Given problem:
Can you edit the entries from the line containing "Exercise. Mark the cloud" through the line containing "pixel 225 55" by swapping "cloud" for "storm cloud" and leaving everything else unchanged? Give back only those lines.
BEGIN Input data
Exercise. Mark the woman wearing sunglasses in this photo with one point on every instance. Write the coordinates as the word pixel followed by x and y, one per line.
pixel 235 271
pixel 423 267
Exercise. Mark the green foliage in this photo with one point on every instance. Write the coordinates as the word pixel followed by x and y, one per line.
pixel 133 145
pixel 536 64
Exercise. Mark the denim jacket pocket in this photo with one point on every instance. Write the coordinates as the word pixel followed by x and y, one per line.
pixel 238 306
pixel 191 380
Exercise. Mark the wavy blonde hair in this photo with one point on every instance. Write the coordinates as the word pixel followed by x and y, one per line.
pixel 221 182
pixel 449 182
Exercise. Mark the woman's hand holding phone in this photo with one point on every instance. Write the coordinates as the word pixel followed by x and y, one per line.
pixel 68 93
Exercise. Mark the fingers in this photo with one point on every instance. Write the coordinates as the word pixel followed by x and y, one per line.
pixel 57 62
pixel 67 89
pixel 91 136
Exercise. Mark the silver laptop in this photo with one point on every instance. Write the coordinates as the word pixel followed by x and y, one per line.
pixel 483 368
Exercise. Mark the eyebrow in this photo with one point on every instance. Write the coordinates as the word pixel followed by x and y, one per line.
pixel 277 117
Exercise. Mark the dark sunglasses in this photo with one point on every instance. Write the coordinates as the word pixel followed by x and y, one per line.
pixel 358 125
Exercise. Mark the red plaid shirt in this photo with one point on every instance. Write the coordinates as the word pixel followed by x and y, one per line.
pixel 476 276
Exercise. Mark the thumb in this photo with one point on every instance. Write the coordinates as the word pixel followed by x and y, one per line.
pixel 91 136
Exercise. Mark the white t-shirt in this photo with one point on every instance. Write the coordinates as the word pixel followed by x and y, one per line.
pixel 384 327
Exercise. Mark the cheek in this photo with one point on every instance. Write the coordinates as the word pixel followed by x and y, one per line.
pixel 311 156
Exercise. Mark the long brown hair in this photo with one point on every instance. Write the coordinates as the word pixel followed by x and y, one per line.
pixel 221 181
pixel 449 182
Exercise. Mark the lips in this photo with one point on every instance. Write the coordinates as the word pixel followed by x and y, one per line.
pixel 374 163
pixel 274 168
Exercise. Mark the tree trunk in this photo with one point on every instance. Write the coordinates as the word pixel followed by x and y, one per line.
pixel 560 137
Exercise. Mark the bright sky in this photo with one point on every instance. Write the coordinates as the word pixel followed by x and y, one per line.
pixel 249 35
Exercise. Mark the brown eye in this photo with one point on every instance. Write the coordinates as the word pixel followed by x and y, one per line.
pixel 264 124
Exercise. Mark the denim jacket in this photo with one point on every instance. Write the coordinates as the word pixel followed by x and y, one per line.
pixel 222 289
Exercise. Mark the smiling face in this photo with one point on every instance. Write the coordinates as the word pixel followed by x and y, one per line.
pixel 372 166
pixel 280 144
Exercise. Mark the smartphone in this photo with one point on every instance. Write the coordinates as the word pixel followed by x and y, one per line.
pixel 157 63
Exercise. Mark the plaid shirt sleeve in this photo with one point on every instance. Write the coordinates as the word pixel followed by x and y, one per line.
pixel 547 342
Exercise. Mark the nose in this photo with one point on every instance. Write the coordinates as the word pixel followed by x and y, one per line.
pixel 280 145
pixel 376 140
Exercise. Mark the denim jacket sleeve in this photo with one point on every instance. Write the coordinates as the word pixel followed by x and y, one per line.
END Input data
BEGIN Input data
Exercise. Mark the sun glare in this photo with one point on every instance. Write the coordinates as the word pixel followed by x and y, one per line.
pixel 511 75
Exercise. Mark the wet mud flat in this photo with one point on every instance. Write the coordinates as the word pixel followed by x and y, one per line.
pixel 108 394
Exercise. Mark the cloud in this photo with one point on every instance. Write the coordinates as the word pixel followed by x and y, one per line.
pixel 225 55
END Input data
BEGIN Input data
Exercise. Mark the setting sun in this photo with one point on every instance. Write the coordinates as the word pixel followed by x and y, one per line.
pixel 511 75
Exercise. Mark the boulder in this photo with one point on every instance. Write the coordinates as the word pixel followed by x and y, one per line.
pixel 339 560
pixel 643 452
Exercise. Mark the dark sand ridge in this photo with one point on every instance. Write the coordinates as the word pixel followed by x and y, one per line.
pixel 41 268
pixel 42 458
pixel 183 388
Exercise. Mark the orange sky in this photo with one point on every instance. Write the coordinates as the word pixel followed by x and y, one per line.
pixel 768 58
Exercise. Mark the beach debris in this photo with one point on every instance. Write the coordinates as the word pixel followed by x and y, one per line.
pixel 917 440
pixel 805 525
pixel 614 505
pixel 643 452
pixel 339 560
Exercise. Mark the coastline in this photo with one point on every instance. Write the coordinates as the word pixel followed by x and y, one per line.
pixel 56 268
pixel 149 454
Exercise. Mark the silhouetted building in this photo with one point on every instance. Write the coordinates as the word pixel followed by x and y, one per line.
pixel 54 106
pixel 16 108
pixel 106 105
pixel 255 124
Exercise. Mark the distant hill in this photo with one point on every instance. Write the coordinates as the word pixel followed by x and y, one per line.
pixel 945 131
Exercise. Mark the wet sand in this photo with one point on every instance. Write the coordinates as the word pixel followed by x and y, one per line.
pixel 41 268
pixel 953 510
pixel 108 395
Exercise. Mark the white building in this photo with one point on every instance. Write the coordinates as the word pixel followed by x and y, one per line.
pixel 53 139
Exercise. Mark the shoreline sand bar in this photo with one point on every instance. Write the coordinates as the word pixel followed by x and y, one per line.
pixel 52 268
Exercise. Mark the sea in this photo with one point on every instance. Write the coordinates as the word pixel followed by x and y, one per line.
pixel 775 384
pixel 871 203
END Input data
In response:
Exercise. Mark the storm cloud in this photo with one point on every instance. Write the coordinates as the word pixel followed by x and y, one per line.
pixel 225 55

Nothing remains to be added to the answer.